READING PASSAGE
* START *
YOU can't beat a bit of Charles Dickens at Christmas.

You can, however, spoof him something rotten, which is what The Bleak Old Shop of Stuff tried to do.

I say "tried to", because while this hour-long romp, spun off from a popular BBC Radio 4 series called Bleak Expectations, pulled out all the stops in terms of parodying Dickens's elaborate character-names, florid dialogue and melodramatic coincidences, it never raised more than a smile.

Robert Webb starred as Jedrington Secret-Past, a cheery, benevolent chap who, on Christmas Eve, finds his family and even his shop dragged off to debtors' prison for failing to pay a debt owed by the grandfather he never knew he had.

The man responsible for the dastardly deed is a lawyer called Malifax Skulkingworm (Stephen Fry), who pretends to be a kindly gentleman reluctantly acting on behalf of a flint-hearted client, but is in fact himself the villain of the piece.

Can Jedrington unravel the truth and rescue his family from jail before London's three "alliterative clocks", Big Ben, Massive Maurice and Tiny Terry, strike 12, or will he lose them forever?

Webb and Fry were backed up by a stellar cast of top bananas, including The IT Crowd's Katherine Parkinson as Jedrington's treacle-addicted wife, Conceptiva; Johnny Vegas as an overage street urchin who never passed the exam to become a vagabond; Pauline McLynn as a toothless old hag, and Webb's comedy partner David Mitchell as an indomitably happy chap called Jollyforth Jollington.
* END *
PROBLEMS AND TASKS
[A] Answer these questions about the review:
(i) Which radio series was the show spun off from?
(ii) Who played Malifax Skulkingworm?
(iii) What are the names of London's three "alliterative clocks"?
[B] Collect every line of the rows below that includes the string "nose".

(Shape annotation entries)
* START *
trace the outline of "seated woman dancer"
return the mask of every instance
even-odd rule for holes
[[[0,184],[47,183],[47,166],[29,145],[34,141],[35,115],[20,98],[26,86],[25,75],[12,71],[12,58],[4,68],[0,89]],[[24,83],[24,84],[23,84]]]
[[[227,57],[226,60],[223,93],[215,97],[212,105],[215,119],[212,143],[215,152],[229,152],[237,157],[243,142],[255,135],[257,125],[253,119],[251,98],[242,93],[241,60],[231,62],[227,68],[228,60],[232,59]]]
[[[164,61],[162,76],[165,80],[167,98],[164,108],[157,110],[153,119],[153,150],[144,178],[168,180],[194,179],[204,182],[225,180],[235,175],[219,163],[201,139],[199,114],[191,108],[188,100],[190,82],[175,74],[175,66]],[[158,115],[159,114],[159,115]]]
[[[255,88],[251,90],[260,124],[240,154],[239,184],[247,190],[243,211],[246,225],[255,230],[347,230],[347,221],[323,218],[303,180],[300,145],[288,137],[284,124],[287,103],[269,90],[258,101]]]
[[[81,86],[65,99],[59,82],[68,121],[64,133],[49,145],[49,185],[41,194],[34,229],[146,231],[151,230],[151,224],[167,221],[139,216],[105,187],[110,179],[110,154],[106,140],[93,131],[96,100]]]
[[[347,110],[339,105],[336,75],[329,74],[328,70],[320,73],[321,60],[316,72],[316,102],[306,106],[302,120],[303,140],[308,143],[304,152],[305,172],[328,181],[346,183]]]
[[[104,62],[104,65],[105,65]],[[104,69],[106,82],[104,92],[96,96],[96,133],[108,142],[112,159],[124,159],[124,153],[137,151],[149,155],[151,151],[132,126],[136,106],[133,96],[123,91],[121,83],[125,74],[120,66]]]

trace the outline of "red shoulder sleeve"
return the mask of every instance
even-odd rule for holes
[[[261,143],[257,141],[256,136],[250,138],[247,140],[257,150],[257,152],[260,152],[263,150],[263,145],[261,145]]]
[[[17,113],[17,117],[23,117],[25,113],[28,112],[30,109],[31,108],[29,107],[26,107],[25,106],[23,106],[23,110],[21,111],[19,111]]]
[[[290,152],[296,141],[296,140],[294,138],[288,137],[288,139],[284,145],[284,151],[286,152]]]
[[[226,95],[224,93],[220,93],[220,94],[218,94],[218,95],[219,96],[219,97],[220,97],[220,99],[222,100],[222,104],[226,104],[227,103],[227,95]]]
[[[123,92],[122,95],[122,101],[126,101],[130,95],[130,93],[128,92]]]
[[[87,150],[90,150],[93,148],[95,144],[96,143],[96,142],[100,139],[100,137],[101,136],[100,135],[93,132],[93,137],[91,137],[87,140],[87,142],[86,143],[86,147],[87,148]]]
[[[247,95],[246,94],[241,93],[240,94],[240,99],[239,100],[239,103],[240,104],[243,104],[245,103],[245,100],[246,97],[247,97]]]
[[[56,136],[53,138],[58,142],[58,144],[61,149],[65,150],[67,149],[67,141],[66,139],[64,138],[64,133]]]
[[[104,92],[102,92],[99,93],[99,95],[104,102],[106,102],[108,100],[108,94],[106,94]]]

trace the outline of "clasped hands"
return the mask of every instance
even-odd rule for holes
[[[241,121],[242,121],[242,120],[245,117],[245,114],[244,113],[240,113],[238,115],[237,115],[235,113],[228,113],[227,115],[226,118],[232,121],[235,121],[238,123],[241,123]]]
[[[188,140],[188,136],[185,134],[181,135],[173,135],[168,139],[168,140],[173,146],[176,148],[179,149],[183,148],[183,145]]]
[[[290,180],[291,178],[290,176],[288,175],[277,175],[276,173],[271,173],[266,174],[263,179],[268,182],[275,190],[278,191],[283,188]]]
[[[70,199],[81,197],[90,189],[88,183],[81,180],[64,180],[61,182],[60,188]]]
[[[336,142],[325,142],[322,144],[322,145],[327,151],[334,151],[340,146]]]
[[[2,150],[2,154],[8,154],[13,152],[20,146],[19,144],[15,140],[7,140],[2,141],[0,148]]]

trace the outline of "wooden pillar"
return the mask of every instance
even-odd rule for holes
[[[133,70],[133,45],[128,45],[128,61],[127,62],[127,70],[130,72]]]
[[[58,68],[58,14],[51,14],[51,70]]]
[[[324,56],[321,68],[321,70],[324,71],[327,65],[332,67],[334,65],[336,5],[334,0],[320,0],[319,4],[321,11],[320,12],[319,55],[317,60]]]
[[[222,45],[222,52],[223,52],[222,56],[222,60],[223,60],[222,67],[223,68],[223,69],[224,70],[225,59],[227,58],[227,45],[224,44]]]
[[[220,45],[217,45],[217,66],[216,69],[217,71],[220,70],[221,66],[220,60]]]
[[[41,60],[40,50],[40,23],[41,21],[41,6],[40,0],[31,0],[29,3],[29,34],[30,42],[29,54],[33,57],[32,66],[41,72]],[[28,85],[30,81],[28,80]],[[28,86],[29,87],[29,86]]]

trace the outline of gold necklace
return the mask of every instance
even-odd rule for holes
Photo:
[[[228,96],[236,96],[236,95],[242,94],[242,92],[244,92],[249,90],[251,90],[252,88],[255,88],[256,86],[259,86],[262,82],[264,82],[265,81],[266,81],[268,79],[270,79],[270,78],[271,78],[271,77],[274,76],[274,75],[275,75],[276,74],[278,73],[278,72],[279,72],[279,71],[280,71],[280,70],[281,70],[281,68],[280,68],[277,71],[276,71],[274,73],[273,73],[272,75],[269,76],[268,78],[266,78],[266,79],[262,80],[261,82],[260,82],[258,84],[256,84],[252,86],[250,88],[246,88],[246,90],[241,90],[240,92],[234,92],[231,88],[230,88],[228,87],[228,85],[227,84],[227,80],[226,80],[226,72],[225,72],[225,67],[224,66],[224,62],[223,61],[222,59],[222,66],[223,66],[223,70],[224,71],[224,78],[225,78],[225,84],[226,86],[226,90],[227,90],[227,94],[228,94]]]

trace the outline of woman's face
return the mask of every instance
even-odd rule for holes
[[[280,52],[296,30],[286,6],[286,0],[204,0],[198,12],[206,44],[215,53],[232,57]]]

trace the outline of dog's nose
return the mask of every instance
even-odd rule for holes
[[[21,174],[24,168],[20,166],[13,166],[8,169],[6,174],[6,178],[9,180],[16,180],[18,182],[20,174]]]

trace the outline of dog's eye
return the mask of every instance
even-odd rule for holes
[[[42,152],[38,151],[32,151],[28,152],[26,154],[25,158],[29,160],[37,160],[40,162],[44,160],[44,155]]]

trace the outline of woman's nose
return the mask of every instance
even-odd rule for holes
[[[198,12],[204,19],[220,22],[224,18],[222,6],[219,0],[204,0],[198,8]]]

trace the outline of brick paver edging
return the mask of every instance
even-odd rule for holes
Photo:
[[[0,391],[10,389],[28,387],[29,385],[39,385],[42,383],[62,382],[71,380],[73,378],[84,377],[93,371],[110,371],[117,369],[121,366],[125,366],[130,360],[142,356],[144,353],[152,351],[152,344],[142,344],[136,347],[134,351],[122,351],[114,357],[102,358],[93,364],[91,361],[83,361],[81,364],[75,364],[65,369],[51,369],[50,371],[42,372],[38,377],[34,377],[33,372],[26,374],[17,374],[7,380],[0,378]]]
* END *
ANSWERS TO THE EXERCISES
[A]
(i) Bleak Expectations, a BBC Radio 4 series.
(ii) Stephen Fry.
(iii) Big Ben, Massive Maurice and Tiny Terry.

[B]
trace the outline of dog's nose
trace the outline of woman's nose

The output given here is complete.